ХУДОЙ мир. Размышления после оперного спектакля «Война и мир» в Нью-Йорке
Собственно премьера «Войны и мира» состоялась на той же сцене пять лет назад: именно тогда обрела статус оперной звезды Анна Нетребко, исполнявшая партию Наташи Ростовой, тогда же подтвердил уникальность своего дарования Дмитрий Хворостовский (князь Андрей). Но и времени прошло достаточно, и сам масштаб постановки оказался таким грандиозным, что решено было назвать возобновленную оперу (которая шла уже и в лондонском «Ковент-Гарден», и в миланском «Ла Скала», и на других не менее престижных сценах мира) полноценной премьерой.
История создания «Войны и мира» Сергеем Сергеевичем Прокофьевым куда более драматична, чем ее триумфальное воссоздание в наши дни...
Идея написания оперы по роману Толстого пришла к композитору в апреле сорок первого года. Чего в ней было больше - тягостного предчувствия неизбежной войны или попытки отогреться душой, воссоздавая музыкальные образы героев «мира» Наташи, Андрея, Пьера - судить сегодня трудно. Но бесспорно одно: только настоящая одержимость идеей могла заставить композитора работать над воплощением замысла двенадцать долгих лет.
После возвращения из затянувшихся на добрых двадцать лет гастролей Прокофьев вел в Союзе весьма сложную жизнь - при этом все же был востребован. Но буквально до конца дней своих он вновь и вновь менял драматургию «Войны и мира», оттачивал и отшлифовывал характеристики персонажей, хоры, балетные вставки, прорабатывал немереное количество фактического материала - от исторических хроник до солдатских песен давних времен...
Терпеливо накапливаемые знания не сделали конечную задачу легче: в ограниченное сценическое время нужно было вместить события огромного эпического полотна - всю невероятную силу стихии Толстого!
Было ясно, что полное воспроизведение романа заведомо невозможно, потеря многих образов и деталей оказывалась неизбежной. Но ведь в основе либретто двух великих русских опер - «Евгений Онегин» Чайковского и «Борис Годунов» Мусоргского - тоже не подробности пушкинских произведений, а эпизоды - однако не случайные, а типично «оперные», предельно напряженные по динамике, расшифровывающие диалектику душ, «увиденных» острым взглядом художника.
И труд одержимого длился. В сорок втором, в тяготах эвакуации, была завершена полная версия будущей оперы для голосов с фортепиано, еще через год - оркестровка.

_ _ _ _ _ _ _

ЗАДАНИЕ 1: Перепишите всё из статьи об опере, начиная с «Было ясно, что» и до «острым взглядом художника.», поставив «Римского-Корсакова» на место «Мусоргского».
Статья об опере и записи никак не связаны между собой.

Фрагменты данных о размеченных областях
_ _ _ _ _ _ _

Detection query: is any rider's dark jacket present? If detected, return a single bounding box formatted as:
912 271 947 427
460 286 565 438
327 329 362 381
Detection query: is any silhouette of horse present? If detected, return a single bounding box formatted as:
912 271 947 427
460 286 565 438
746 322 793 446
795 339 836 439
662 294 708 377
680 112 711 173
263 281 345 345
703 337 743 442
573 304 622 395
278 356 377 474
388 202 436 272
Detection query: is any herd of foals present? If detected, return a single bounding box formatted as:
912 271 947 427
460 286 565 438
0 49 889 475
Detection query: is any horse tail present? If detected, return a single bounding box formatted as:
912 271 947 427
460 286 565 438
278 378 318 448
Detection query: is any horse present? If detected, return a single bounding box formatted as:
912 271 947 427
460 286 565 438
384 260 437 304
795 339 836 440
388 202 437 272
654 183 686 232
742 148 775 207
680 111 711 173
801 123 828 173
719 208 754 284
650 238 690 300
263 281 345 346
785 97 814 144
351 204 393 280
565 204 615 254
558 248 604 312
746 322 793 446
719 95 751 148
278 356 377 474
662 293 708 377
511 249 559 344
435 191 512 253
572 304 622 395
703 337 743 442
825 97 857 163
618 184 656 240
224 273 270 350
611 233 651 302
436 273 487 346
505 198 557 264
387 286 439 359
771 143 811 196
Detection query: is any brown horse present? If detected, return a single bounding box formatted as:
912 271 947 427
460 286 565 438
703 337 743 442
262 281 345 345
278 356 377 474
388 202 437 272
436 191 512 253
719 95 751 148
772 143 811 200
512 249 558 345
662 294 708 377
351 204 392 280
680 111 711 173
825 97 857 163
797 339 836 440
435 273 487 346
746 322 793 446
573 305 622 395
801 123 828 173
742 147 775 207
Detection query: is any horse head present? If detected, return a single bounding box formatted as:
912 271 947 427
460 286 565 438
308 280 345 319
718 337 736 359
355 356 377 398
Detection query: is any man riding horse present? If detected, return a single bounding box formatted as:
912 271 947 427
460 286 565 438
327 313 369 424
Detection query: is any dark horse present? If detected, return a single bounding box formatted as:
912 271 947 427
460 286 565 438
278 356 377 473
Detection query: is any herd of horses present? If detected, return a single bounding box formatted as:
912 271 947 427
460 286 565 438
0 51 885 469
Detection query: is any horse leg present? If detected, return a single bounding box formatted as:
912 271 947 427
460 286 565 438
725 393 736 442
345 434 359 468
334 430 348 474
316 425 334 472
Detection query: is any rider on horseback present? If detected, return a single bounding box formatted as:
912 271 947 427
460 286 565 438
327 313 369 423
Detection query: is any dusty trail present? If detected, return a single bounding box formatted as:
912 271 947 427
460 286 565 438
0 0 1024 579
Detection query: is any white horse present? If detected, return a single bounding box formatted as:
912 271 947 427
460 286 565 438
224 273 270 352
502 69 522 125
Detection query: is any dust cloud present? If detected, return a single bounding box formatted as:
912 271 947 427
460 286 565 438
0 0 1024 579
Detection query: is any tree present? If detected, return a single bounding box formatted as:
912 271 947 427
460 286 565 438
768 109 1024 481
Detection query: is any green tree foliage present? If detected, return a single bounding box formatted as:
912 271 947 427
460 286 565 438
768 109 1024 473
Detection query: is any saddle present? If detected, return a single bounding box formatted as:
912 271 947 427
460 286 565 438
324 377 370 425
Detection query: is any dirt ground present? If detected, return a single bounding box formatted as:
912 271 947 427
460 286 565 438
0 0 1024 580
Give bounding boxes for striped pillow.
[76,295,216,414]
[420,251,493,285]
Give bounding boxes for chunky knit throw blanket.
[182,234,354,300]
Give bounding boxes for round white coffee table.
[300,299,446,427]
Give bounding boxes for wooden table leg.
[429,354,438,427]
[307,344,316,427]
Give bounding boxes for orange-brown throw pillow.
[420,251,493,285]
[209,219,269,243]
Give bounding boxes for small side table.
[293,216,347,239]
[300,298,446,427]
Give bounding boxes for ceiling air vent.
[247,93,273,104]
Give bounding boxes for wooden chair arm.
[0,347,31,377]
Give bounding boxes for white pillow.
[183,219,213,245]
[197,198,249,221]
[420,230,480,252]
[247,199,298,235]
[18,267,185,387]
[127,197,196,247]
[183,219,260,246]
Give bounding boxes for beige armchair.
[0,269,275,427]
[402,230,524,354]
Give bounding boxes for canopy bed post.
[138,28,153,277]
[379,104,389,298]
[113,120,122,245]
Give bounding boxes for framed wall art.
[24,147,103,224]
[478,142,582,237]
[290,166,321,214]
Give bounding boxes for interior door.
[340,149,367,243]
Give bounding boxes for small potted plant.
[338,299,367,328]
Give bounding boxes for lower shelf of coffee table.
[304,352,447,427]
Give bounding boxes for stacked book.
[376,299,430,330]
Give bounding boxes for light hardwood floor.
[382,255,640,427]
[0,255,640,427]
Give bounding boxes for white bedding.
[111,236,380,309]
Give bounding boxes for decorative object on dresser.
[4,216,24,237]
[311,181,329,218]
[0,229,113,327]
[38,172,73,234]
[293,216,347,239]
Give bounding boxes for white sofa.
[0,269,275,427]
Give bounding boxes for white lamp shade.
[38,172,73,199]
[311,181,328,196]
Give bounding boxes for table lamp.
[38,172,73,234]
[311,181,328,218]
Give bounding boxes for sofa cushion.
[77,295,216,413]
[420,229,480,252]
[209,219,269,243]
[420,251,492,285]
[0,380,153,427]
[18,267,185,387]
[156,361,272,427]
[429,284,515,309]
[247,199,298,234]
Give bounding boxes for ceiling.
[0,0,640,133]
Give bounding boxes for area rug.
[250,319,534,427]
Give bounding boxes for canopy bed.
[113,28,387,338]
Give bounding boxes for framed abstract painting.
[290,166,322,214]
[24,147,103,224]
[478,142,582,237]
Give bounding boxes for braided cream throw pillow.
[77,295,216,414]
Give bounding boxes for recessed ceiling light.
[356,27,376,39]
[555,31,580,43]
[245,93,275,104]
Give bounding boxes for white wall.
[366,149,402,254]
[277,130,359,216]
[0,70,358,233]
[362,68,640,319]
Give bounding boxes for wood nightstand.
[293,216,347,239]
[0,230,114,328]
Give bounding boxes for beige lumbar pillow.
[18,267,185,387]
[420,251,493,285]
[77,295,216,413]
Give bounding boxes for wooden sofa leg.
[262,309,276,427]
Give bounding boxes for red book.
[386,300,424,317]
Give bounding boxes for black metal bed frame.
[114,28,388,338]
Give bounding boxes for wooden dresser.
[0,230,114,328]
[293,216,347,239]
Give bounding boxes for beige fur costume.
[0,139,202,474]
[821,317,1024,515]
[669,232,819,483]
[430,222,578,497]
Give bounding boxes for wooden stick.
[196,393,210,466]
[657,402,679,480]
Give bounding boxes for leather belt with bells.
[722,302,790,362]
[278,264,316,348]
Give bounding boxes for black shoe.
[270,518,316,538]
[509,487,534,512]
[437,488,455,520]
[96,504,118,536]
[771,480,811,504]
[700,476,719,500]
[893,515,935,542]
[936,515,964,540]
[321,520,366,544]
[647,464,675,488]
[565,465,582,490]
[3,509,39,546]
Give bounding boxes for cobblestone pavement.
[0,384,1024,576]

_ _ _ _ _ _ _

ЗАДАНИЕ 2: Перепишите записи от строки с «Detection query: is any brown» и до строки с «742 147 775 207» включительно, прибавив 72 к каждому числу в координатах найденных рамок. Остальные строки оставьте без изменений.

ОТВЕТ 1:
Было ясно, что полное воспроизведение романа заведомо невозможно, потеря многих образов и деталей оказывалась неизбежной. Но ведь в основе либретто двух великих русских опер - «Евгений Онегин» Чайковского и «Борис Годунов» Римского-Корсакова - тоже не подробности пушкинских произведений, а эпизоды - однако не случайные, а типично «оперные», предельно напряженные по динамике, расшифровывающие диалектику душ, «увиденных» острым взглядом художника.

ОТВЕТ 2:
Detection query: is any brown horse present? If detected, return a single bounding box formatted as:
912 271 947 427
460 286 565 438
775 409 815 514
334 353 417 417
350 428 449 546
460 274 509 344
508 263 584 325
791 167 823 220
844 215 883 272
584 321 630 417
734 366 780 449
423 276 464 352
752 183 783 245
897 169 929 235
869 411 908 512
507 345 559 418
818 394 865 518
645 377 694 467
873 195 900 245
814 219 847 279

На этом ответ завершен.